Schreiben Sie den Abschnitt des Lesetextes über DNA als Datenspeicher neu, beginnend bei "Die Erforschung und" und endend bei "Dialog mit Ihnen.". Ersetzen Sie dabei "Anwenderworkshop" durch "Expertenworkshop".

[LESETEXT]:

==============================

Das weltweite Datenvolumen wächst täglich in der Größe von mehreren Terabytes. Viele dieser Daten müssen langfristig gespeichert und archiviert werden, die aktuellen technischen Möglichkeiten stoßen absehbar an Grenzen. DNA als Speichermedium ist hier eine echte Alternative, allerdings ist die mikrobiologische Synthese der übersetzten Daten noch wenig effizient und ungenau sowie ressourcenaufwändig. Dabei sind Parameter wie eine hohe Informationsdichte und Lebensdauer sowie niedrige Energiekosten von hoher Relevanz. DNA ist nicht nur Speichermedium für genetische Informationen, sondern kann auch zur Speicherung von Daten eingesetzt werden. Bei der Nutzung von DNA als Massendatenspeicher werden zunächst digitale Informationen, d. h. ein konventioneller Binärcode in einen genetischen Code, d.h. in DNA-Sequenzen übersetzt. Anschließend werden diese Sequenzen synthetisiert und gespeichert. Die Codierung und auch die Decodierung der Daten findet digital statt. Allerdings sind für die Synthese und Sequenzierung der DNA maschinelle Prozesse notwendig. Die wesentliche Voraussetzung für die Entwicklung eines biologischen Massendatenspeichers mit hoher Speicherdichte und Beständigkeit ist eine deutliche Verbesserung der DNA-Synthese, für die es bislang noch keine Hochdurchsatz-Technologie gibt. Bisherige Synthese-Ansätze sind insbesondere bei der Produktion langer DNA-Segmente sehr wenig effizient und generieren Ungenauigkeiten, deren Korrektur zeitaufwändig und teuer ist. Darüber hinaus ist die Gerätetechnik bislang äußerst platz- und kostenintensiv.

Die Erforschung und die Entwicklung einer Hochdurchsatz-Mikrochipplattform für DNA, RNA- oder Peptid-Synthese, u. a. für zukünftige Massendatenspeicher, ist Ziel des Fraunhofer-geförderten Projektes „BIOSYNTH“. Um die Forschungsarbeiten frühzeitig auf die Bedürfnisse der künftigen Anwender ausrichten zu können, wollen sich die Wissenschaftler der beteiligten Fraunhofer-Institute FEP (Koordination), IPMS, IZI-BB und ITEM fachübergreifend mit potenziellen Anwendern austauschen. In einem Anwenderworkshop, am 05.12.2023, präsentieren sie erste Einblicke in die Ergebnisse und Technologiedemonstratoren und suchen gleichzeitig den Dialog mit Ihnen.

Mikrobiologische Synthese mit Hochdurchsatz-Mikrochipplattform

Die zu entwickelnde Mikrochipplattform zum Schreiben von softwaredefinierten Nukleotidsequenzen (z. B. DNA, RNA oder Peptide) soll künftig durch Vervielfältigung in den Serienfertigungsprozessen der Mikroelektronikindustrie die hochparallele Herstellung von Massendatenspeichern im Hochdurchsatz ermöglichen. Mithilfe der Plattform sollen durch Miniaturisierung die heute raumfüllenden Synthese-Geräte durch portable, energiearme und kostengünstige Systeme ersetzt und so die kommerzielle, biologisch basierte Datenspeicherung ermöglicht werden. Darüber hinaus kann die Plattform auch für weitere Anwendungen wie Öko- und Lebensmitteltoxikologie (u.a. non-target screening), individualisierte Therapien, Bio-Computing oder in der Logistik eine wichtige Komponente darstellen.

==============================

[EXTRAHIERTE INFORMATIONEN]:
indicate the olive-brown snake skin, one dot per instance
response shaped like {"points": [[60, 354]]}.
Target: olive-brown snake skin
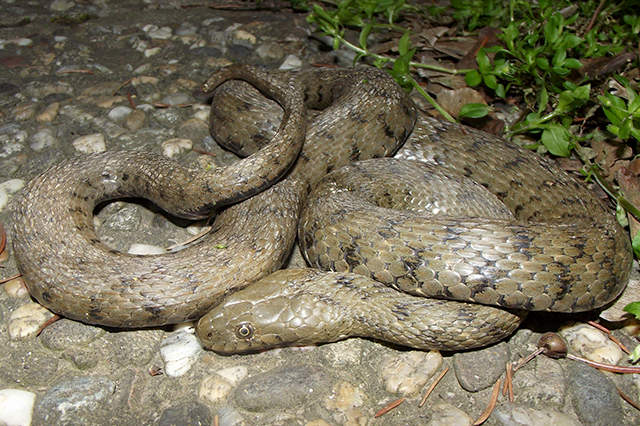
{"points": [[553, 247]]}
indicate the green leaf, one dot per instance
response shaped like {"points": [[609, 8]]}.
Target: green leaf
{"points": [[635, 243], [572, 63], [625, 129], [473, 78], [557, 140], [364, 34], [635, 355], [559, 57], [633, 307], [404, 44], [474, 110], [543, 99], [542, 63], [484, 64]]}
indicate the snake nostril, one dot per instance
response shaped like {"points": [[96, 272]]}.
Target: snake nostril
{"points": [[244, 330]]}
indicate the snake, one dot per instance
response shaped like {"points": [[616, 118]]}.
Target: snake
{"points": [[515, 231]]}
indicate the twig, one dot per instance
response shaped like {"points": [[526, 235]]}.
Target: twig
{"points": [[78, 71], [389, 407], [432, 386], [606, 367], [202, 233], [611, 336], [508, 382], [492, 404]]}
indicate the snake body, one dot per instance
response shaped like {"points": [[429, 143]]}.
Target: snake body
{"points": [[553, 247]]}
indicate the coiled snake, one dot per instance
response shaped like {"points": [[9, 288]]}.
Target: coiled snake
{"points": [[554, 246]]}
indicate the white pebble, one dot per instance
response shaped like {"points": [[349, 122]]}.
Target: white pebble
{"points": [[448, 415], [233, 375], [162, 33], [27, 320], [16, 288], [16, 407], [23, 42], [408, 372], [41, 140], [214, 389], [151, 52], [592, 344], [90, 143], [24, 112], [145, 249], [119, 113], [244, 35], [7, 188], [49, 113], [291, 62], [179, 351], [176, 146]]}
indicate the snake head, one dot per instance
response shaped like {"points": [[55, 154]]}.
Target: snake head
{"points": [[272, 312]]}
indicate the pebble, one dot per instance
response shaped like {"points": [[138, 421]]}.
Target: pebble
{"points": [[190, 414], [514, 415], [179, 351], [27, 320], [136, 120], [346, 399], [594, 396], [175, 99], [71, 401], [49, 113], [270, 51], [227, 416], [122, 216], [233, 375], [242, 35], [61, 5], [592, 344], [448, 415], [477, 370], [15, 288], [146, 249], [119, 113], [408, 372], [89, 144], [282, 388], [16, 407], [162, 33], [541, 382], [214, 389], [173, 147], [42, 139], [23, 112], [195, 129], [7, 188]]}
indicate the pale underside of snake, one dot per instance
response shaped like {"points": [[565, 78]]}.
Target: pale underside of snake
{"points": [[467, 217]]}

==============================

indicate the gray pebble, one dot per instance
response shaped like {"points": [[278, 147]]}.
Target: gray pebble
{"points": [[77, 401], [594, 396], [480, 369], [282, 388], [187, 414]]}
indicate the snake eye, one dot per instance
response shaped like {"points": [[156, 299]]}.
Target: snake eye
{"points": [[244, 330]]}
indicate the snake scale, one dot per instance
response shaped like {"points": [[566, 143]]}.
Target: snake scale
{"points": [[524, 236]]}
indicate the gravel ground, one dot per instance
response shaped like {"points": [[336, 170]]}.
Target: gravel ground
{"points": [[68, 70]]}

==============================

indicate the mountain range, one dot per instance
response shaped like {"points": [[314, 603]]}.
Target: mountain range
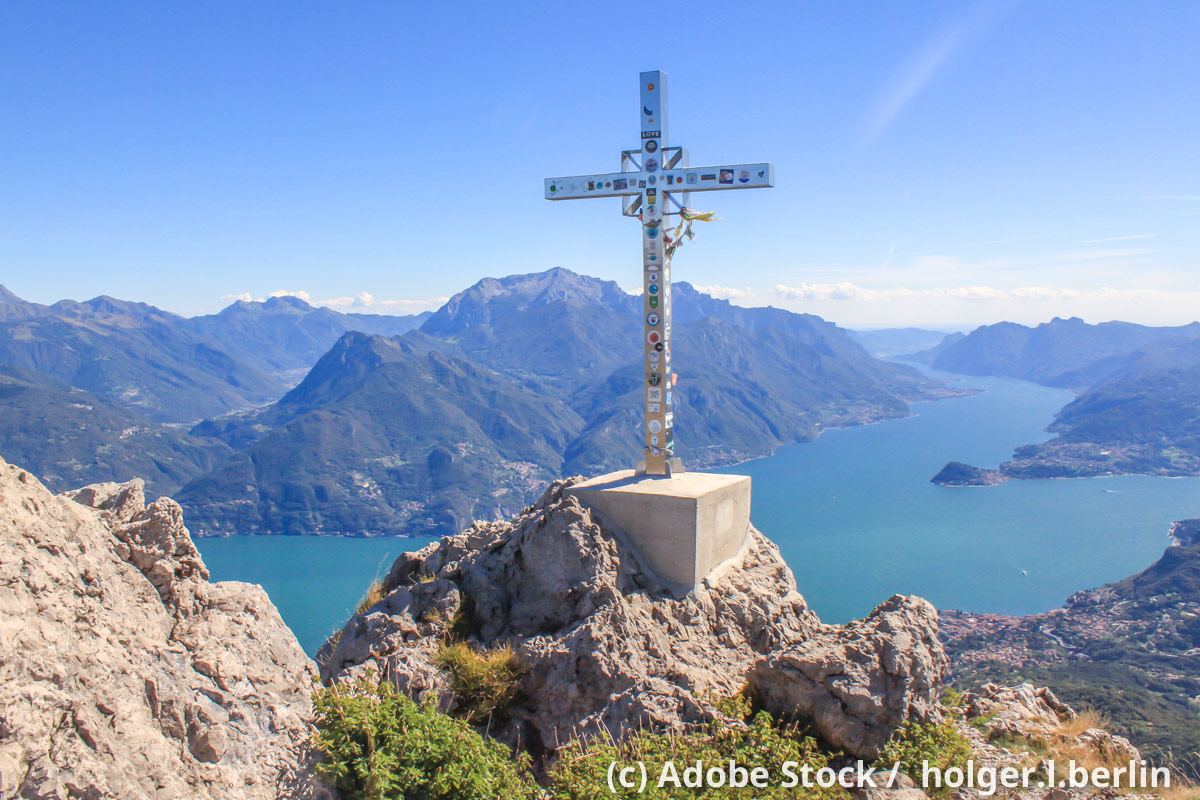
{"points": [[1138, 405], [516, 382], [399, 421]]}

==============================

[ANTWORT]:
Die Erforschung und die Entwicklung einer Hochdurchsatz-Mikrochipplattform für DNA, RNA- oder Peptid-Synthese, u. a. für zukünftige Massendatenspeicher, ist Ziel des Fraunhofer-geförderten Projektes „BIOSYNTH“. Um die Forschungsarbeiten frühzeitig auf die Bedürfnisse der künftigen Anwender ausrichten zu können, wollen sich die Wissenschaftler der beteiligten Fraunhofer-Institute FEP (Koordination), IPMS, IZI-BB und ITEM fachübergreifend mit potenziellen Anwendern austauschen. In einem Expertenworkshop, am 05.12.2023, präsentieren sie erste Einblicke in die Ergebnisse und Technologiedemonstratoren und suchen gleichzeitig den Dialog mit Ihnen.